> **Goal**
Reproduce all entries word for word.

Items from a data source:
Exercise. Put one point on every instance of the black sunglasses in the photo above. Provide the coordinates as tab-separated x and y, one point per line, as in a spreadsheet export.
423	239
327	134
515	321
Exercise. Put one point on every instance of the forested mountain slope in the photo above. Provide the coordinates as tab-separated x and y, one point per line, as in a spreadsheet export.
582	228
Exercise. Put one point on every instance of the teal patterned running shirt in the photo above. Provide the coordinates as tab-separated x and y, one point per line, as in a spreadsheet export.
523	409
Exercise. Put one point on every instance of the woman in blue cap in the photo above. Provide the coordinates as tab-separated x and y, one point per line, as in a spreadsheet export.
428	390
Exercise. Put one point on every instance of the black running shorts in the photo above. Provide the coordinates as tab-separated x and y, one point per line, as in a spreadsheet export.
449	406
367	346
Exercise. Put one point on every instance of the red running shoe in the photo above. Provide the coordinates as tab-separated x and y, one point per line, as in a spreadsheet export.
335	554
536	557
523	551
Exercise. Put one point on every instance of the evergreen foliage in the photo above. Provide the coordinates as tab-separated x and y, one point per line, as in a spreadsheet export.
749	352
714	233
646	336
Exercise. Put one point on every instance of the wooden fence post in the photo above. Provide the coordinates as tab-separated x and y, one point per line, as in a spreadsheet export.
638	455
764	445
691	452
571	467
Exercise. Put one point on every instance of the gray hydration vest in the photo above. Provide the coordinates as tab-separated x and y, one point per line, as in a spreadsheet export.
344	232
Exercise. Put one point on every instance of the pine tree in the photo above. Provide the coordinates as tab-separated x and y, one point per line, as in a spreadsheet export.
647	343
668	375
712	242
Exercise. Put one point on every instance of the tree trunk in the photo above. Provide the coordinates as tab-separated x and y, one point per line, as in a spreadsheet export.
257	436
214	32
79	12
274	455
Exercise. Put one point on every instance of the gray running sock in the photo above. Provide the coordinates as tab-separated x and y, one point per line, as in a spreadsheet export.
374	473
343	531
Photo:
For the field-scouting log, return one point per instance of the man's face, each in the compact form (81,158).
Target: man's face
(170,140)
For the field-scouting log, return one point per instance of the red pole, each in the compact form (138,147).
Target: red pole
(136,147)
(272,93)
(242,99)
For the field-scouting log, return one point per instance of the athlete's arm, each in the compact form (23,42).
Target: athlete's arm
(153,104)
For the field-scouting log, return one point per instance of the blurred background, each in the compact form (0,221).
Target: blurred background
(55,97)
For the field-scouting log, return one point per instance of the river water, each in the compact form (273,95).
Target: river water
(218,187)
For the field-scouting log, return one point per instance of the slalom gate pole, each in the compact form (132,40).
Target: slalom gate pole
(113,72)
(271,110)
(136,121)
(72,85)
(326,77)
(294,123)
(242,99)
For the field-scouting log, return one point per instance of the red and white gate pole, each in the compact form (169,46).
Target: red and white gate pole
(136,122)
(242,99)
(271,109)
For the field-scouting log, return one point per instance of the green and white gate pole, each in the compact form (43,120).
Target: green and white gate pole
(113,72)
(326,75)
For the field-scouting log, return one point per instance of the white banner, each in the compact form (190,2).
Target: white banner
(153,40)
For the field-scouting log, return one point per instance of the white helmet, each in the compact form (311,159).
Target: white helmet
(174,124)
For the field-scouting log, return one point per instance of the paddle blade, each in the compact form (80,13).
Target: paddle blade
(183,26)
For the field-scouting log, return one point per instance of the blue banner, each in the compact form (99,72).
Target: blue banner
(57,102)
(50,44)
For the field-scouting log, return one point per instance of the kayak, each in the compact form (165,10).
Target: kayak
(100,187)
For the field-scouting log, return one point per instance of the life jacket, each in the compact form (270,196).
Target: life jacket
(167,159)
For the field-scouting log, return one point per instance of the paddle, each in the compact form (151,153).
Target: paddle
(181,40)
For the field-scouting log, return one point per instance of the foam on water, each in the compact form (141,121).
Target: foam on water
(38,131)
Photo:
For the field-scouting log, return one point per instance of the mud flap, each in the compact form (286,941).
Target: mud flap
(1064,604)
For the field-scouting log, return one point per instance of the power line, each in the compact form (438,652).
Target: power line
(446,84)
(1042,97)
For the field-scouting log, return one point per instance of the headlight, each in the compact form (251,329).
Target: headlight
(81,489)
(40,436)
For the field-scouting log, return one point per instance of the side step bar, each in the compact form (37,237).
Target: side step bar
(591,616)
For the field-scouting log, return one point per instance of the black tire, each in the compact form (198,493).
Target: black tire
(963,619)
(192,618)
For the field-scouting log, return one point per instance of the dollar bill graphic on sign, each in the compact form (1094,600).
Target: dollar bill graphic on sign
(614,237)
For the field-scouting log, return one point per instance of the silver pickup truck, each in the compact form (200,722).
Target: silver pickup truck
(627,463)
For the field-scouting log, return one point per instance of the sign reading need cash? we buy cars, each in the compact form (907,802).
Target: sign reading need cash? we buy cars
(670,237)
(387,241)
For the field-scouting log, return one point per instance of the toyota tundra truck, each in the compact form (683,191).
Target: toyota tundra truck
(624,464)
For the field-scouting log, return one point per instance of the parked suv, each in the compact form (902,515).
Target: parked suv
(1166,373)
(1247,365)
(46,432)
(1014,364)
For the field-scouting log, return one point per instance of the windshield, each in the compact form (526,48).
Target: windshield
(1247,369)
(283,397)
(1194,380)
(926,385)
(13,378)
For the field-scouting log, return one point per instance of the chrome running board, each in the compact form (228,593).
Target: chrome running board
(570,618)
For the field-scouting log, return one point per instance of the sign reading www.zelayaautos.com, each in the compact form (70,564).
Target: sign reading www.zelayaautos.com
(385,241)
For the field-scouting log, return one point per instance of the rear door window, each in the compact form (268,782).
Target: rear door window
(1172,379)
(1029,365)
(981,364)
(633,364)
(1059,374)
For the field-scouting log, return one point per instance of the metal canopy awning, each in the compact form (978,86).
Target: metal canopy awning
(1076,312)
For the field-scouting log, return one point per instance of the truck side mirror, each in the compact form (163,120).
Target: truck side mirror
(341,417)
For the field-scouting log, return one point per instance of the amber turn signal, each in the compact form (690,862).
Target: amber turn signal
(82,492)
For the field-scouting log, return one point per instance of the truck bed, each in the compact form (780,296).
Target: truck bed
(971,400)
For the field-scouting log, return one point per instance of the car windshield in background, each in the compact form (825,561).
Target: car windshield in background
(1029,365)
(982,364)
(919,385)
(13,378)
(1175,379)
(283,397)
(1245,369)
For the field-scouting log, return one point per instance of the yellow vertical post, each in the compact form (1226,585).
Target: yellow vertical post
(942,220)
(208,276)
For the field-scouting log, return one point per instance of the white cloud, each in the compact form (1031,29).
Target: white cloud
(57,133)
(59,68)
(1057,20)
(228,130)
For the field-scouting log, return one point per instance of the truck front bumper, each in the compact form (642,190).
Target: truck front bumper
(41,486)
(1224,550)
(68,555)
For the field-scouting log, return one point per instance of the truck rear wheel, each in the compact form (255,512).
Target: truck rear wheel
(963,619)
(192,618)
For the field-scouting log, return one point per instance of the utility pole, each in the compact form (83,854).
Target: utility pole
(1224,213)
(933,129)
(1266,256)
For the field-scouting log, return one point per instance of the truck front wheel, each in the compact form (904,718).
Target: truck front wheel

> **Worked answer**
Exercise. Put one point on every instance of the black sunglasses in the photo above. Provide the coordinates as tab-separated x and y, one point per line, as in a spreadsheet export.
423	239
327	134
515	321
Exercise. Put one point on every instance of the forested mountain slope in the photo above. Provide the coordinates as tab-separated x and y, one point per line, as in a spreadsheet export.
582	228
Exercise. Put one point on every instance of the teal patterned running shirt in the photo above. Provide the coordinates as tab-separated x and y, one point per line, as in a spreadsheet export.
523	409
Exercise. Put one point on every instance of the woman in blue cap in the photo above. Provide the coordinates as tab-separated x and y, one point per line, as in a spreadsheet export.
428	390
Exercise. Put one point on every instance of the black running shorts in the photo above. Provide the coordinates as tab-separated x and y, one point per line, as in a spreadsheet export.
449	406
367	346
Exercise. Put one point on every instance of the red running shoe in the photo above. Provide the coordinates as tab-separated x and y, one point per line, as in a spreadsheet export.
335	554
536	557
523	551
Exercise. Put one point on every instance of the evergreen foliage in the photo above. Provide the coordinates as tab-separated x and y, one point per line, as in a spreadsheet export.
749	352
714	233
646	336
Exercise. Put one point on every instance of the wooden fence post in the photo above. Provide the coordinates as tab-separated x and y, one point per line, as in a spreadsheet export.
638	455
764	445
691	452
571	467
Exercise. Put one point on every instance of the gray hydration vest in the photo above. Provide the coordinates as tab-separated x and y, one point per line, as in a spreadsheet export.
344	232
Exercise. Put one point on every instance of the pine tree in the photo above. Provide the coordinates as tab-separated x and y, one point per line, as in a spreadsheet export.
647	343
668	375
712	242
Exercise. Put one point on every instance of the tree trunk in the photo above. Provide the coordinates as tab-separated x and y, one point per line, as in a spreadsheet export.
257	436
214	32
79	12
274	455
Exercise. Put one point on every instance of the gray running sock in the photo above. Provide the coordinates as tab-separated x and y, one point per line, as in a spreadsheet export.
374	473
343	531
Photo:
For the field-scouting log, return one point per instance of the man's face, each in the compact form (81,158).
Target: man's face
(170,140)
For the field-scouting log, return one point per instance of the red pole, each in the compact form (138,147).
Target: red pole
(136,147)
(272,93)
(242,99)
For the field-scouting log, return one point per instance of the athlete's arm, each in the compact form (23,42).
Target: athlete's arm
(153,104)
For the field-scouting log, return one point per instance of the blurred background, each in the compact form (0,221).
Target: blurred background
(55,97)
For the field-scouting log, return one point per instance of the river water, each in the compact form (273,95).
Target: river water
(218,187)
For the field-scouting log, return one point per instance of the slalom gate pole, each in the compact form (132,40).
Target: slalom gate pole
(113,72)
(271,110)
(136,121)
(72,85)
(326,77)
(294,123)
(242,99)
For the field-scouting log, return one point per instance of the red and white gate pole, each in the compact form (169,46).
Target: red and white gate pole
(136,122)
(242,99)
(271,109)
For the field-scouting log, return one point per instance of the green and white gate pole, each in the compact form (43,120).
Target: green and white gate pole
(113,72)
(326,75)
For the field-scouting log, return one point per instance of the white banner, each in the compact form (190,2).
Target: white banner
(153,40)
For the field-scouting log, return one point per instance of the white helmet, each in the compact form (311,159).
Target: white helmet
(174,124)
For the field-scouting log, return one point per instance of the paddle blade, each in the compact form (80,13).
Target: paddle blade
(183,26)
For the field-scouting log, return one point per instance of the blue banner, each in the compact form (99,72).
Target: blue banner
(57,102)
(50,44)
For the field-scouting log, return one point per instance of the kayak, each in the compact form (165,10).
Target: kayak
(100,187)
For the field-scouting log, return one point per instance of the life jacket, each in the compact form (270,196).
Target: life jacket
(167,159)
For the field-scouting log, return one point per instance of the paddle, each in the compact form (151,153).
Target: paddle
(181,40)
For the field-scouting log, return one point per instance of the foam on water, each in the compact form (141,121).
Target: foam on water
(38,131)
Photo:
For the field-scouting log, return one point per instance of the mud flap, each in the compact form (286,941).
Target: mud flap
(1064,604)
For the field-scouting log, return one point per instance of the power line, each in the compact form (438,652).
Target: power line
(446,84)
(1042,97)
For the field-scouting log, return one point per instance of the headlight, each in the compact form (251,329).
Target: headlight
(81,489)
(40,436)
For the field-scouting log, return one point per instance of the side step bar, each in the compact form (37,237).
Target: side step bar
(591,616)
For the field-scouting log, return one point per instance of the black tire, each in the compact form (198,493).
Target: black tire
(963,619)
(192,618)
For the field-scouting log, return one point per instance of the dollar bill graphic on sign, each in the compact form (1094,600).
Target: dollar bill graphic on sign
(614,237)
For the field-scouting log, return one point per instance of the silver pickup truck, each in the compact form (200,722).
Target: silver pickup truck
(627,463)
For the field-scouting log, return one point per instance of the sign reading need cash? we buy cars, each in the compact form (907,802).
Target: sign reading need cash? we buy cars
(670,237)
(387,241)
For the field-scouting log, return one point per instance of the toyota tundra truck, each in the compact form (683,191).
Target: toyota tundra truck
(624,464)
For the field-scouting log, return one point per instance of the parked suv, each in the compact form (902,515).
Target: parked suv
(1166,373)
(1247,365)
(46,432)
(1014,364)
For the field-scouting log, return one point per instance of the windshield, each in the compact form (526,48).
Target: windshield
(1247,369)
(283,397)
(1194,380)
(926,385)
(13,378)
For the field-scouting log, return one point per instance of the chrome running board, each in the compact form (228,593).
Target: chrome running board
(570,618)
For the field-scouting log, return one point per instance of the sign reading www.zelayaautos.com, each in the compact form (70,564).
Target: sign reading www.zelayaautos.com
(385,241)
For the field-scouting log, return one point per instance of the rear door window, each in the compact form (268,782).
Target: rear door window
(1172,379)
(1029,365)
(981,364)
(633,364)
(1059,374)
For the field-scouting log, return one point per instance of the metal canopy awning, each in the compact form (978,86).
Target: metal canopy awning
(1076,312)
For the field-scouting log, return one point per instance of the truck side mirror, each in the compact form (163,120).
Target: truck side mirror
(341,417)
For the field-scouting log, return one point per instance of the amber turn signal, each in the compact form (690,862).
Target: amber turn signal
(82,492)
For the field-scouting log, return one point per instance of the truck bed, each in the compact form (780,296).
Target: truck bed
(971,400)
For the field-scouting log, return one point per instance of the car windshield in background, each in the compact form (825,561).
Target: car windshield in background
(1029,365)
(982,364)
(919,385)
(13,378)
(1175,379)
(283,397)
(1245,369)
For the field-scouting log, return one point per instance of the yellow vertical post, each in the compact form (1226,585).
Target: yellow vertical post
(942,220)
(208,276)
For the field-scouting log, return one point per instance of the white cloud, each in the compact form (1031,29).
Target: white cloud
(57,133)
(59,68)
(1057,20)
(228,130)
For the field-scouting log, return one point per instance of the truck front bumper, each in the compact form (642,190).
Target: truck front bumper
(41,486)
(1224,550)
(68,555)
For the field-scouting log, return one point per instance of the truck rear wheel, each in the compact form (255,512).
Target: truck rear wheel
(963,619)
(192,618)
For the field-scouting log, return one point per instance of the utility pole, each in the compact form (83,854).
Target: utility pole
(1224,213)
(933,129)
(1266,256)
For the field-scouting log, return one point per instance of the truck front wheel, each in the compact form (904,718).
Target: truck front wheel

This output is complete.